[EXERCISE DESCRIPTION]:
Return exactly the lines from the "Could you please indicate the weathered" line through the last line of the entries below. Include no pictures.

[SUPPLIED INFORMATION]:
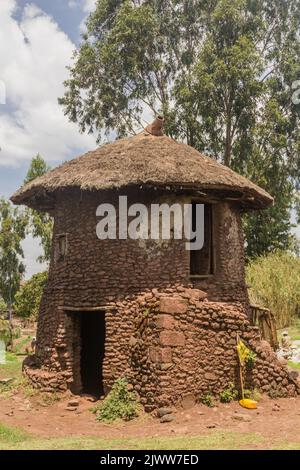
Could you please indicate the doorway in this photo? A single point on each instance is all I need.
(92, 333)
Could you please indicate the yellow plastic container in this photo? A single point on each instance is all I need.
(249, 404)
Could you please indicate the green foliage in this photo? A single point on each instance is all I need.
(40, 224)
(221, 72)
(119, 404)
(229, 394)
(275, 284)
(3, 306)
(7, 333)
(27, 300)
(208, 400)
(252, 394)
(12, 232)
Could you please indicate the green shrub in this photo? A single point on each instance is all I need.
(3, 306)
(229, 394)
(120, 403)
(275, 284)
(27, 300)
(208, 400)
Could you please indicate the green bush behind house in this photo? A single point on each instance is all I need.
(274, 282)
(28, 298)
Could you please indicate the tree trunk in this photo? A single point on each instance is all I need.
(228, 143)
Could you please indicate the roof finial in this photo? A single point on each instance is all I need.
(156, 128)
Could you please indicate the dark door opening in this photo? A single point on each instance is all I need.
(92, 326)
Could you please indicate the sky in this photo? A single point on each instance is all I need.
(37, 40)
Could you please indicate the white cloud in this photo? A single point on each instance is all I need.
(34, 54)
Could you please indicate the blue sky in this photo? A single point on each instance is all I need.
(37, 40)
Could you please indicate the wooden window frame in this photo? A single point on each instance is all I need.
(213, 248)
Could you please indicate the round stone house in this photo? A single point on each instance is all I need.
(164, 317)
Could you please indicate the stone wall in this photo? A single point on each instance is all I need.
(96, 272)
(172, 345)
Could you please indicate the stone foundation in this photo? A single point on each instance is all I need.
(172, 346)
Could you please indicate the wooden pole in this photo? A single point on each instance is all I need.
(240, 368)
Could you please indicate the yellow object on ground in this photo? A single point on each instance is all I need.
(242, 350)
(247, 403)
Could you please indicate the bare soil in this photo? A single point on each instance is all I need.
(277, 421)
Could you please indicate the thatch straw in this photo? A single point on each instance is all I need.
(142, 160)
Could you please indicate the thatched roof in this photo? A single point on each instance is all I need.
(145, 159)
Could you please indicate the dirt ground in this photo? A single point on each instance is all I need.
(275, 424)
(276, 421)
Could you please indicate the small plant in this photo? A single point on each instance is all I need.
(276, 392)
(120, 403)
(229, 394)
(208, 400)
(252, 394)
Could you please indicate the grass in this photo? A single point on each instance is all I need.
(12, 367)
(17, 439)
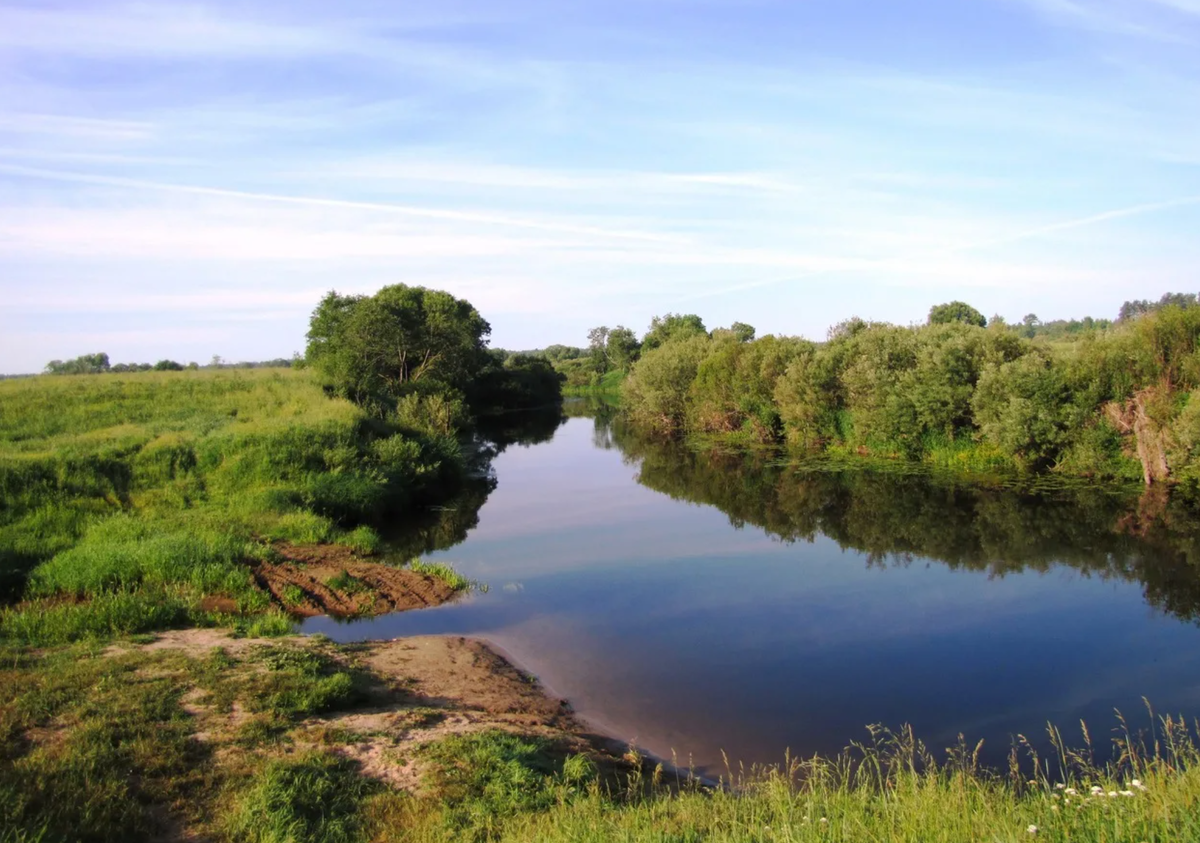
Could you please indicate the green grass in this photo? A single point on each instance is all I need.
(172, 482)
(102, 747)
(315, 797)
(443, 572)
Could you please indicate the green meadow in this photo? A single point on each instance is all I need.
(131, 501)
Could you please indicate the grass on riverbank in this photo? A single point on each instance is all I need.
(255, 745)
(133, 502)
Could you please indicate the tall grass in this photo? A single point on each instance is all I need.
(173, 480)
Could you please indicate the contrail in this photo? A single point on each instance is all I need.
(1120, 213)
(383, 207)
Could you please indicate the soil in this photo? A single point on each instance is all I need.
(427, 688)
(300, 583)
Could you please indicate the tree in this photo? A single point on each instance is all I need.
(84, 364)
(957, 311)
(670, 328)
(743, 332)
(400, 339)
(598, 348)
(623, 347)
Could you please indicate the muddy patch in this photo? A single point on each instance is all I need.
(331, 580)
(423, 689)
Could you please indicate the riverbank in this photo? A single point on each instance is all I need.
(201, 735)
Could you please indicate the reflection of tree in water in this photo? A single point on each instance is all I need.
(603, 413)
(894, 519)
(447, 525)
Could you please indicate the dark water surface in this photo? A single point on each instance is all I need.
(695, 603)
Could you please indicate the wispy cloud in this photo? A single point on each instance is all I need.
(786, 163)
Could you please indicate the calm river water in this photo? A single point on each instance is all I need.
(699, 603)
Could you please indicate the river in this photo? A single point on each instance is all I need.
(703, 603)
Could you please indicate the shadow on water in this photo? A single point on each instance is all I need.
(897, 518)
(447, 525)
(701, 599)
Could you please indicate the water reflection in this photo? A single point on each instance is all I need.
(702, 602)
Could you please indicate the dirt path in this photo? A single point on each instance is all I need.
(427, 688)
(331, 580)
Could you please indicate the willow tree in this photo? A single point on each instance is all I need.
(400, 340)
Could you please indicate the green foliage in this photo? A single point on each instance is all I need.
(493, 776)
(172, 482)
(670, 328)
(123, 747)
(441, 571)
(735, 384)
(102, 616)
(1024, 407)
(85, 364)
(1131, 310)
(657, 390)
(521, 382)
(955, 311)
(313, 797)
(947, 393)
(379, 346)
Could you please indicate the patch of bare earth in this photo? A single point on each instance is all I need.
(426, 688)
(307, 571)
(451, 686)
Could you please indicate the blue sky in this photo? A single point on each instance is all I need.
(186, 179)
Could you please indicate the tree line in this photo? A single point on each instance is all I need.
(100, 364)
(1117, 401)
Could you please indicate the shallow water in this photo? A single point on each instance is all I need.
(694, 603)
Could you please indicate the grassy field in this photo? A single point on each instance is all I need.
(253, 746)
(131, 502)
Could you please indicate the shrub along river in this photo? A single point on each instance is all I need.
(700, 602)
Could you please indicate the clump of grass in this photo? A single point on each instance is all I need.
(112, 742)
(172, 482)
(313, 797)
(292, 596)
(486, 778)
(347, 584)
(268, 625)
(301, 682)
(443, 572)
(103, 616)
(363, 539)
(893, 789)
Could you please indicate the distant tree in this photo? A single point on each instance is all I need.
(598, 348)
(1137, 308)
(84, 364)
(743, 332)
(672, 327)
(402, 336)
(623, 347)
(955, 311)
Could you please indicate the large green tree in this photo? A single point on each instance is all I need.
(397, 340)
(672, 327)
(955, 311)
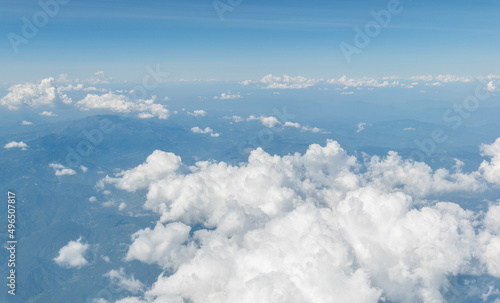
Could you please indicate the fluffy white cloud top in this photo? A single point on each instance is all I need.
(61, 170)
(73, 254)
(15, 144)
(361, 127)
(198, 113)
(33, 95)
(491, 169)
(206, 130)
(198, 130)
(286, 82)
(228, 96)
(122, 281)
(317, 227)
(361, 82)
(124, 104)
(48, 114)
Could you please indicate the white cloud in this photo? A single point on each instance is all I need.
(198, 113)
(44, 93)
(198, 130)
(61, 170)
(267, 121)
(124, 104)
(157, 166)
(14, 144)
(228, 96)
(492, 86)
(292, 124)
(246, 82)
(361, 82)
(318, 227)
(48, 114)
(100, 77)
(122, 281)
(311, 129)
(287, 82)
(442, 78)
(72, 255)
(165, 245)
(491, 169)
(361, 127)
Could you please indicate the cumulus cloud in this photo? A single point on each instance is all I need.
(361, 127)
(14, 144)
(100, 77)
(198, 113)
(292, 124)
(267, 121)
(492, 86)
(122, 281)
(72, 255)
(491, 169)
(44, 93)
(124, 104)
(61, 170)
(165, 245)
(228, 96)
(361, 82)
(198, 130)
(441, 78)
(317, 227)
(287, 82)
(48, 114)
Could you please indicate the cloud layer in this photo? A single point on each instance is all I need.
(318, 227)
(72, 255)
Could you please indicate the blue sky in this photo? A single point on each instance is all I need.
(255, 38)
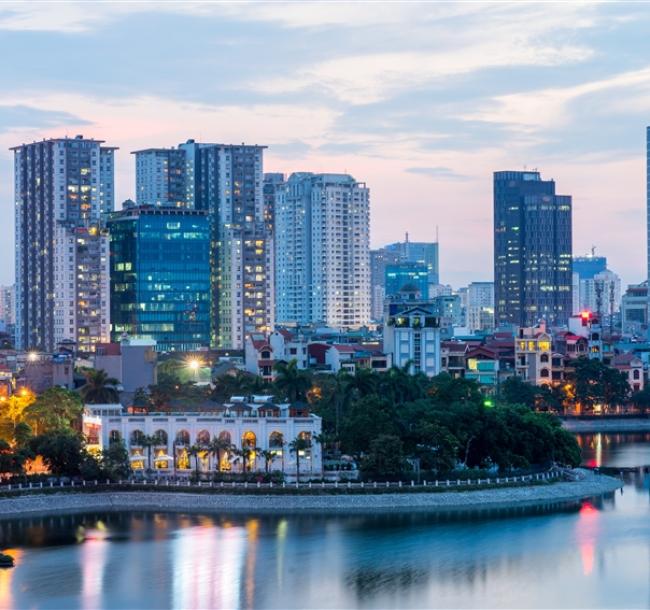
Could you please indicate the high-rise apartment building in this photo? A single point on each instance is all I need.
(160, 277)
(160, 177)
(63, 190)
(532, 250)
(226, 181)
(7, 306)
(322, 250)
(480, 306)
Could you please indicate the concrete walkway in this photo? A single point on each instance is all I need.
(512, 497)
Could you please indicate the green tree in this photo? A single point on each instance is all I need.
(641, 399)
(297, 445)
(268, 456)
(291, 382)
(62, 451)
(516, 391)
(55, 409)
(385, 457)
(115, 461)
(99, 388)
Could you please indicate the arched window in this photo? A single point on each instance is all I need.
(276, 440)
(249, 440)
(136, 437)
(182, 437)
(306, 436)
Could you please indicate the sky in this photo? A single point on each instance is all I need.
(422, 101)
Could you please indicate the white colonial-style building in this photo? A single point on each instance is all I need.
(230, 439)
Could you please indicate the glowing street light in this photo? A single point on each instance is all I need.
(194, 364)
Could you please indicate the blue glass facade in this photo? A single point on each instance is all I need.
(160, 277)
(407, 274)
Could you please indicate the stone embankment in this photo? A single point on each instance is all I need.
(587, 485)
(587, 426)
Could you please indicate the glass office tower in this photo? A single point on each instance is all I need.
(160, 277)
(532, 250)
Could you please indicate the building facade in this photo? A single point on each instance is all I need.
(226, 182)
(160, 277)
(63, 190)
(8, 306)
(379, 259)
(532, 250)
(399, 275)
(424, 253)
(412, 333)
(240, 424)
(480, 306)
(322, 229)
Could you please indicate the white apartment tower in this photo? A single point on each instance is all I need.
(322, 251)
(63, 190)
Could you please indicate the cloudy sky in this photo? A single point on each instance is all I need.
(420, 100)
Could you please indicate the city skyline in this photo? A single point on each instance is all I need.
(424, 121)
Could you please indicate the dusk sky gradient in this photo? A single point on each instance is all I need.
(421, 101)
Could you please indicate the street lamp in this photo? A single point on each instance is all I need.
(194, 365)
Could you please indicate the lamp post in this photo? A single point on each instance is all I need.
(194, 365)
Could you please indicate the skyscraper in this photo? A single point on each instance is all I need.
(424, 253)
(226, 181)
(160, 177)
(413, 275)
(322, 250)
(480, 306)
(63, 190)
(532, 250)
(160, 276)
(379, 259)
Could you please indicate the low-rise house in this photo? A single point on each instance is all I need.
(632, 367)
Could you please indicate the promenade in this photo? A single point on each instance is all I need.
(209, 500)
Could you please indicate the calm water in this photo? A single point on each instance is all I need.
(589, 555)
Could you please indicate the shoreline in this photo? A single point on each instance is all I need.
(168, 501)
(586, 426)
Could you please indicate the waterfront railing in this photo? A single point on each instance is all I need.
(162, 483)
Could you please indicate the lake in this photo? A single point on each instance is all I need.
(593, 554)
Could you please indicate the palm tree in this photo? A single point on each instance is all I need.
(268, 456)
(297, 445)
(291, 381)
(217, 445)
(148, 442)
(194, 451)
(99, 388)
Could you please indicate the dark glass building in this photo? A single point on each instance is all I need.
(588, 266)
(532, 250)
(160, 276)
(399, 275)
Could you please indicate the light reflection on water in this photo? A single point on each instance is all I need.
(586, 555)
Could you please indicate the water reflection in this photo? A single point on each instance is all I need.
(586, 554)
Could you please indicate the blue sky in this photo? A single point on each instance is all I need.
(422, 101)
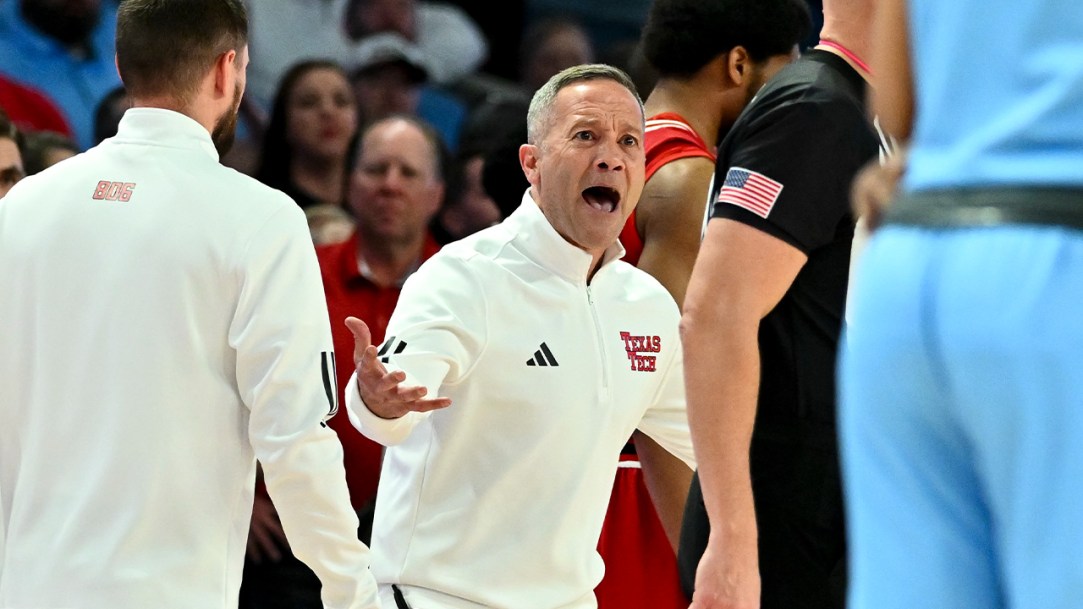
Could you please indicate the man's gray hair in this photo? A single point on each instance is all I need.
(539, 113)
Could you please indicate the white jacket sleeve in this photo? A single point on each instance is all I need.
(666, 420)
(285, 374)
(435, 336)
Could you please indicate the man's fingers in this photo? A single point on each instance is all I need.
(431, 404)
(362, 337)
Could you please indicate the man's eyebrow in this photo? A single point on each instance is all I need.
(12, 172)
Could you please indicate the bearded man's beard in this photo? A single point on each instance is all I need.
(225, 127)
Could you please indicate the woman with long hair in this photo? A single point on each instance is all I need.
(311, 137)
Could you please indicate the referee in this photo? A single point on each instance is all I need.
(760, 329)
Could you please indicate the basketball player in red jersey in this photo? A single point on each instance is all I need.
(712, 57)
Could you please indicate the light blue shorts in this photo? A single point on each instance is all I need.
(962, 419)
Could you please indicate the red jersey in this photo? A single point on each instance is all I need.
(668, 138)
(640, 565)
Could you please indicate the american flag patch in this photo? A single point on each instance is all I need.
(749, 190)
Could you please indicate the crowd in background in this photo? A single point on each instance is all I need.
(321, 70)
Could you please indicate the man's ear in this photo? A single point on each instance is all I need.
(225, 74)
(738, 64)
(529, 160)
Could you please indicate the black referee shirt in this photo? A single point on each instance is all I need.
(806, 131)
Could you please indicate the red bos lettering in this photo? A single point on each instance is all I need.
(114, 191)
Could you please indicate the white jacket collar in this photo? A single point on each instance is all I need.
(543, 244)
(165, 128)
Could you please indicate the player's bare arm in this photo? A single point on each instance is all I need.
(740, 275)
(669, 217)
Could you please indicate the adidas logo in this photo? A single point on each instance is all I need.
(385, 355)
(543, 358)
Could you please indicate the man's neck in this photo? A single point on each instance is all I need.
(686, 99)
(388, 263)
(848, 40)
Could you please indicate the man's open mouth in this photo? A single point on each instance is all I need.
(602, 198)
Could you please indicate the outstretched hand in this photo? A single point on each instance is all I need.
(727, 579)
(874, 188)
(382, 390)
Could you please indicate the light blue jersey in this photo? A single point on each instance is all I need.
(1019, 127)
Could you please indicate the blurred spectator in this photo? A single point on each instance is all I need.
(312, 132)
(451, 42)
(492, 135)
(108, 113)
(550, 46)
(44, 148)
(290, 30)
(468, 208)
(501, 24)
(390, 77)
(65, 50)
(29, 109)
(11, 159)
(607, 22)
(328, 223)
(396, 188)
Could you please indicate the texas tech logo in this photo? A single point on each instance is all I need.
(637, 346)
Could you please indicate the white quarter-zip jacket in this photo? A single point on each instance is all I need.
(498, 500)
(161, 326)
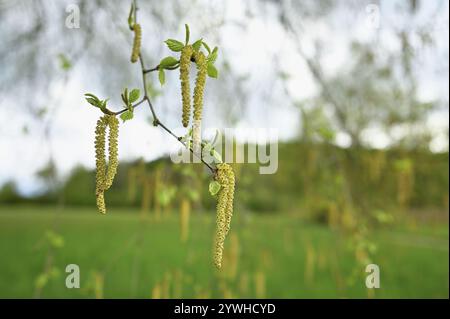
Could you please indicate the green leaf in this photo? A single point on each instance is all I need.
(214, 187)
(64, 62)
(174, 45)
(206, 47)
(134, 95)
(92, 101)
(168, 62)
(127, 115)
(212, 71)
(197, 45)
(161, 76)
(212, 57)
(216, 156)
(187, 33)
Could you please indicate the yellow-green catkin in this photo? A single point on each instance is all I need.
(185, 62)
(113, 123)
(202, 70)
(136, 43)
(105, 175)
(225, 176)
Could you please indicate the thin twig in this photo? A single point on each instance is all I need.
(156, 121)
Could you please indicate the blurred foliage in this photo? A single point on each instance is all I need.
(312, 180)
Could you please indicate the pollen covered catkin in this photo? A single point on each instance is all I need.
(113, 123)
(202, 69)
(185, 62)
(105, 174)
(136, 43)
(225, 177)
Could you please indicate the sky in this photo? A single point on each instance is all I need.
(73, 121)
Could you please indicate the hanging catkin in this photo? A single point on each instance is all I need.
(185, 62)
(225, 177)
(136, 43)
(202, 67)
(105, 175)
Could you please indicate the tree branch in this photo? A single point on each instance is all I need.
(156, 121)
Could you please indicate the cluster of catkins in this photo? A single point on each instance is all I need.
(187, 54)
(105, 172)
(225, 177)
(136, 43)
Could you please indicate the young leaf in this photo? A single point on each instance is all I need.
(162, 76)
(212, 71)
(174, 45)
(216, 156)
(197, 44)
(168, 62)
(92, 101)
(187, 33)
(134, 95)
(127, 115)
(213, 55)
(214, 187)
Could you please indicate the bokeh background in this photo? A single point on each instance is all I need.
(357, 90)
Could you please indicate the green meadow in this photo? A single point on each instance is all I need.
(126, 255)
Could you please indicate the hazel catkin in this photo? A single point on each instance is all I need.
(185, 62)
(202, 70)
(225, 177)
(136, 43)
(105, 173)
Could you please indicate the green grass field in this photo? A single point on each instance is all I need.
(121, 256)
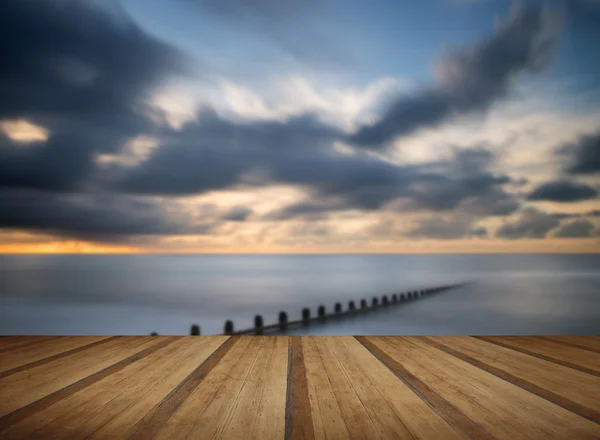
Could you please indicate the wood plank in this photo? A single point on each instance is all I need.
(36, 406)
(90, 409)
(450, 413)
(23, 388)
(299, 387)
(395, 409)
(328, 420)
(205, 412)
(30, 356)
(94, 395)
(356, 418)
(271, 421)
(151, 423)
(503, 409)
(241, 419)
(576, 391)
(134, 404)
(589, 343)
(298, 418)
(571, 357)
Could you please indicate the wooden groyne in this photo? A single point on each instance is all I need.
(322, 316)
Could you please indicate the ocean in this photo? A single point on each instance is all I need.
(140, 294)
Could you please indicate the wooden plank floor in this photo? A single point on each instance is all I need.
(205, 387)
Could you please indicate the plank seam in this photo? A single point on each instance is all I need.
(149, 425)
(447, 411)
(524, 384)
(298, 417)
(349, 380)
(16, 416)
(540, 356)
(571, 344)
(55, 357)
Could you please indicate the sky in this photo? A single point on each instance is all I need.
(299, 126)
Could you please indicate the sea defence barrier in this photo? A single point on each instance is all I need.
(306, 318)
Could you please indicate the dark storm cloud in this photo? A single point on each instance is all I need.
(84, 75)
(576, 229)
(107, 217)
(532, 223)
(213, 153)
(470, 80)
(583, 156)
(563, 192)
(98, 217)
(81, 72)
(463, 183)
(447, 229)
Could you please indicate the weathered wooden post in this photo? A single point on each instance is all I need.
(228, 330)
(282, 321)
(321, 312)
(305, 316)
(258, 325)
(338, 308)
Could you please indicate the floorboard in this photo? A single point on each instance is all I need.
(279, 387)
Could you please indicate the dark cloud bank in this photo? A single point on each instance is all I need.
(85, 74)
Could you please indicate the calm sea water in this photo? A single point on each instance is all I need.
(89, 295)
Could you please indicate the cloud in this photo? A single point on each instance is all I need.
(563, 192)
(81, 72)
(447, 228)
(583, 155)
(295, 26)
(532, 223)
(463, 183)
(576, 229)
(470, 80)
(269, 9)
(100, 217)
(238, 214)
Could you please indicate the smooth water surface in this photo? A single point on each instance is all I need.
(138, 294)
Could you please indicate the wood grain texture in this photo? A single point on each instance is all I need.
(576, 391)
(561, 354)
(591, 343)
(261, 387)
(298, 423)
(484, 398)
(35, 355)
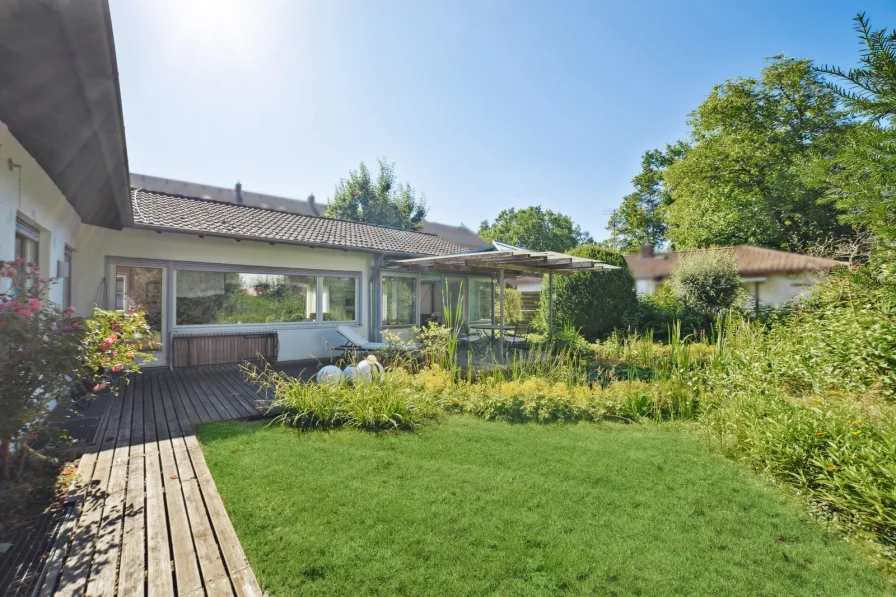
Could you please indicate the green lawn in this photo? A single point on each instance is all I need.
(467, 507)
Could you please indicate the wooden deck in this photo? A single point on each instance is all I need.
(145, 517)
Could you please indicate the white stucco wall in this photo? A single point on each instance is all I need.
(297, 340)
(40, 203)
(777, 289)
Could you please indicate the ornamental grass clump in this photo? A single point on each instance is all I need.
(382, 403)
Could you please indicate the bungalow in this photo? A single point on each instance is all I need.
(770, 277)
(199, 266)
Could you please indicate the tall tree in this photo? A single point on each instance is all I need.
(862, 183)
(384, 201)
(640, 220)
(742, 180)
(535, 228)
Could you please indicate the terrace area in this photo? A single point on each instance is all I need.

[SOLUTION TO THIS PROBLEM]:
Could you please indicate the weathered wooden post in this photo? A single point on each instance is all I need.
(228, 330)
(282, 321)
(321, 312)
(305, 316)
(258, 325)
(338, 308)
Could you please indicate the floorboard in this photo? A single point on each instance is all I need.
(279, 387)
Could you please indicate the dark cloud bank in this photo? A single point on each instance is all I need.
(85, 74)
Could you please indicate the calm sea water in this photo? A single point on each instance is all I need.
(89, 295)
Could you please indicate the cloud in this photo? A single point on each instance is all I need.
(563, 192)
(81, 72)
(447, 228)
(583, 155)
(295, 26)
(532, 223)
(463, 183)
(576, 229)
(470, 80)
(269, 9)
(100, 217)
(238, 214)
Could you please indicate the smooth water surface in this photo? A single point on each instance is all I need.
(138, 294)
Could you please indicate the wood grain texture in this photo? A single point on each instance is all I need.
(576, 391)
(561, 354)
(591, 343)
(261, 387)
(298, 423)
(484, 398)
(35, 355)
Could you please indicate the green lawn in this photo? A single point on each instance is all I need.
(467, 507)
Could you please indicate the wooden deck in this photo? A single point on each instance is all I need.
(145, 517)
Could you please indicate the white stucco wall in this photo? A single point on each instance is all I need.
(297, 340)
(40, 203)
(777, 289)
Could you please indicate the ornamental grass clump in this photo? A single point on each instance is all I need.
(382, 403)
Could you please indicate the bungalow in this photo? A single point on each instance is all I need.
(770, 277)
(199, 266)
Could you please indicate the tall tree in this photo? A single point on each instance is all I need.
(862, 183)
(384, 201)
(640, 220)
(742, 180)
(535, 228)
Could you please indicate the terrace area in this photo? A single point on each instance is all I need.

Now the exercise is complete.